DATA PROVIDED.
*****
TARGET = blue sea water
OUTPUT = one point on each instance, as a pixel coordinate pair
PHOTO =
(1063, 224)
*****
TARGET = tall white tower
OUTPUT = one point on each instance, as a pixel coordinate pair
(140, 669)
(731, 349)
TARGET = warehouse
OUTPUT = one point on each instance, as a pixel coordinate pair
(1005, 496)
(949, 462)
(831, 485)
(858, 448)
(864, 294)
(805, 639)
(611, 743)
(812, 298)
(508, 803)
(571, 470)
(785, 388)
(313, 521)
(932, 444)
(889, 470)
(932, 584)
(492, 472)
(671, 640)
*****
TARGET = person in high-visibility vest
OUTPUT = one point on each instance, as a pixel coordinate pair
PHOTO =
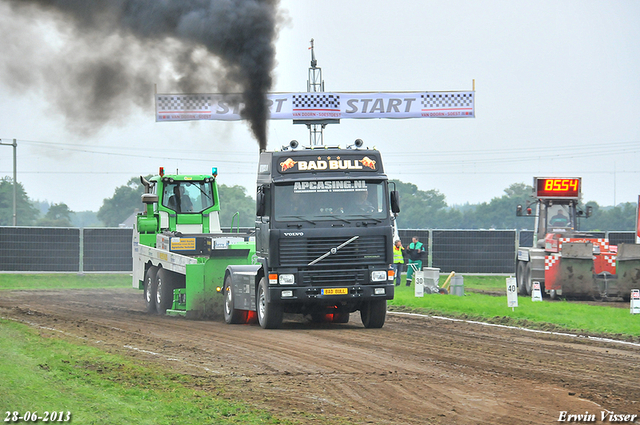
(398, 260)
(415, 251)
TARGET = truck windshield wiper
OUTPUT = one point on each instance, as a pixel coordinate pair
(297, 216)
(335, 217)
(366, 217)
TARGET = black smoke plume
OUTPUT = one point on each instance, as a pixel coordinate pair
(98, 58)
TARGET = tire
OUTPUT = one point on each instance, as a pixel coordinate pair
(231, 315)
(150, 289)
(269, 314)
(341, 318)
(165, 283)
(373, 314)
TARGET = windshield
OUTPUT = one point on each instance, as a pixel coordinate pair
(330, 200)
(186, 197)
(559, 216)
*****
WHAT IS BEING ASKED. Output the items between the lines holding "TARGET = blue sea water" and "(1063, 224)", inclusive, as a two-column CSV with the headers item_text and answer. Use one row per item, put each field in quotation marks, and replace line breaks with spaces.

ANSWER TO THE PROBLEM.
item_text,answer
"TARGET = blue sea water OUTPUT = one point on each instance, as a pixel coordinate pair PHOTO =","(1063, 224)"